- **Etkinlik a**
Aşağıdaki listenin başından başlayıp "rough mask: <svg" ifadesini içeren satırda durarak, iki uç da dahil, bu satırları aynen yeniden yazın. Resimleri cevabınıza almayın.

* * * *

• no clear mind'ın mets albümünden yayımlanan ilk parça. huzurla dolup, taşıp, patlıyoruz sayesinde, müthiş bir parça. albüm için sabırsızlanıyorum ben.

    https://soundcloud.com/…cords/no-clear-mind-celeste
  • son zamanlarda oynadığım en sağlam platform oyunu. muazzam renklerine kontrast oluşturan hikayesi, sevilesi karakterleri ve müzikleriyle, the game awards 2018'da iki ödül toplayan, en iyi oyun için de aday gösterilme başarısını göstermiş indie oyun.

    hakkında şöyle bir inceleme yazdım; ama bu oyunu incelemelerle, methiyelerle anlatmak imkansız. biraz bile olsa platform oyunu sevenlerin deneyimlemesi elzem diye düşünüyorum.
  • uğruna epeyce saat harcadıktan sonra bitirdiğim oyun. henüz b-side ve c-side'larda bitirmediğim tonla bölüm var tabi. fakat ana hikayeyi tamamladım. celeste'in kahramanı madeline oyunda yine aynı isimdeki celeste dağına tırmanmaya çalışıyor. genel hatlarıyla bahsetmek gerekirse kendisi depresyon ve anksiyeteden muzdarip, oyun öncesi ve sırasında da panik ataklara maruz kalıyor. peki madeline bu dağa neden tırmanmak istiyor? bu süreçte ona kimler eşlik ediyor? bizim oyundaki, madeline'in ise oldukça öznel ve ruhsal yolculuğu nasıl sonuçlanıyor? bu sizin oynayarak göreceğiniz, anlayacağız, çözeceğiniz mesele.

* * * *

- **Etkinlik b**
Verilen metne göre oyun The Game Awards 2018'de kaç ödül toplamıştır?

(Toplanan veri kayıtları)
* * * *

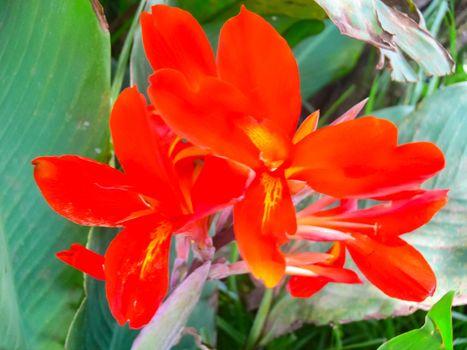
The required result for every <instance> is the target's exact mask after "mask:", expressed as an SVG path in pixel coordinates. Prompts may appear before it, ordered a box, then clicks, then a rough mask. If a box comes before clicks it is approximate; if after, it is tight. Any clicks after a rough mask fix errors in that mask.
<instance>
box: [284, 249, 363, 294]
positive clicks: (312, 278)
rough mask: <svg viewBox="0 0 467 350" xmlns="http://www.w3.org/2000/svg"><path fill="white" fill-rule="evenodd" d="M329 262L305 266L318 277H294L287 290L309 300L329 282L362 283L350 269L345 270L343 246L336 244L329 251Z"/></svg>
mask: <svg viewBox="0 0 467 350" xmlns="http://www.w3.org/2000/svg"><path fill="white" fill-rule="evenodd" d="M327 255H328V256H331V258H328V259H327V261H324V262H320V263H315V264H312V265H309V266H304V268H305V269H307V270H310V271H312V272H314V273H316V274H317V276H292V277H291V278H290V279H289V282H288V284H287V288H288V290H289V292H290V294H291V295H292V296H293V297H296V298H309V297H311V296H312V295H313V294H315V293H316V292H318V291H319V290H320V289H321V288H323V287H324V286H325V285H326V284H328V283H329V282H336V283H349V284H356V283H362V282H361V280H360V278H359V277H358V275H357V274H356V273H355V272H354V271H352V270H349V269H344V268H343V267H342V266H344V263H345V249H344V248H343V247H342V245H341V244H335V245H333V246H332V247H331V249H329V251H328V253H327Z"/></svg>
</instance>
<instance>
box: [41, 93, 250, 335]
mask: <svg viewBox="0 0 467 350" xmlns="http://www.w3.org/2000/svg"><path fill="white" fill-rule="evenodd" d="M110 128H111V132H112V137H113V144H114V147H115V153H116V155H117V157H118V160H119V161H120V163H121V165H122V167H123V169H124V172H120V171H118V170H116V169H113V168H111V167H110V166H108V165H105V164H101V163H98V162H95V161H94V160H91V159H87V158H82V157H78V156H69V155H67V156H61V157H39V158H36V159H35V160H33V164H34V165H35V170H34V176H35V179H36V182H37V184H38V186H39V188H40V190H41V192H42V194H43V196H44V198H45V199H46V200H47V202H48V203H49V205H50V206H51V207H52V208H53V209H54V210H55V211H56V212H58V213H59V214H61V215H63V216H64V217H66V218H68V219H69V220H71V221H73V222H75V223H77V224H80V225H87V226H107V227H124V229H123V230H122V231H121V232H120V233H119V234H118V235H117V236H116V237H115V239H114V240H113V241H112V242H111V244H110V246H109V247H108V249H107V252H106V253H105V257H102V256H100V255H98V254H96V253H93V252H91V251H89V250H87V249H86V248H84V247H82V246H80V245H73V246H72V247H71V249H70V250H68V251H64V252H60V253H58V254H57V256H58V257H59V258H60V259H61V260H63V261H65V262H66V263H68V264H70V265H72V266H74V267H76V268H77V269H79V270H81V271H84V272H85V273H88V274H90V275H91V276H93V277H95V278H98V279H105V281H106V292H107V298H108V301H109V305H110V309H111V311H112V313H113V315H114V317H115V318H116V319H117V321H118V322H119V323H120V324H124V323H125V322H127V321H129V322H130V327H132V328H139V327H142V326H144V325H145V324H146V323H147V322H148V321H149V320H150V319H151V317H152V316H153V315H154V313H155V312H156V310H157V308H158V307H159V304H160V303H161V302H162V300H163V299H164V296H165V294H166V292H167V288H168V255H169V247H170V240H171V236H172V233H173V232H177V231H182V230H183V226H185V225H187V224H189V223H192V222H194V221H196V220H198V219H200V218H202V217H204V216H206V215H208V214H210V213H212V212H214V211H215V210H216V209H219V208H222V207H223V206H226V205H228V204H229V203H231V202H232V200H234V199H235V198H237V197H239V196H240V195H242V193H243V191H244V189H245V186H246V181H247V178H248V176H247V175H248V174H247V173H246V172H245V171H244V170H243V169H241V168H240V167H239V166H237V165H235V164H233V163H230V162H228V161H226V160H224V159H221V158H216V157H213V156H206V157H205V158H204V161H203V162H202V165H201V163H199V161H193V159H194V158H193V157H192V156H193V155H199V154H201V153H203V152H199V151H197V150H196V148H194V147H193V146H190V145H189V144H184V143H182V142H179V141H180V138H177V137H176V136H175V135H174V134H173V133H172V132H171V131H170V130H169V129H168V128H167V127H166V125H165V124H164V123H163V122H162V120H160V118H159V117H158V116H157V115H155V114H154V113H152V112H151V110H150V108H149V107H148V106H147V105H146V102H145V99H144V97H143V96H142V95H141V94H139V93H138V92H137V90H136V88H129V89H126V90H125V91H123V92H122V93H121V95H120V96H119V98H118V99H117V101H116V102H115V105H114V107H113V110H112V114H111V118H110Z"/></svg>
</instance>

* * * *

- **Alıştırma çözümü a**
The required result for every <instance> is the target's exact mask after "mask:", expressed as an SVG path in pixel coordinates. Prompts may appear before it, ordered a box, then clicks, then a rough mask. If a box comes before clicks it is approximate; if after, it is tight. Any clicks after a rough mask fix errors in that mask.
<instance>
box: [284, 249, 363, 294]
positive clicks: (312, 278)
rough mask: <svg viewBox="0 0 467 350" xmlns="http://www.w3.org/2000/svg"><path fill="white" fill-rule="evenodd" d="M329 262L305 266L318 277H294L287 290L309 300L329 282L362 283L350 269L345 270L343 246L336 244L329 251Z"/></svg>

- **Alıştırma çözümü b**
İki ödül.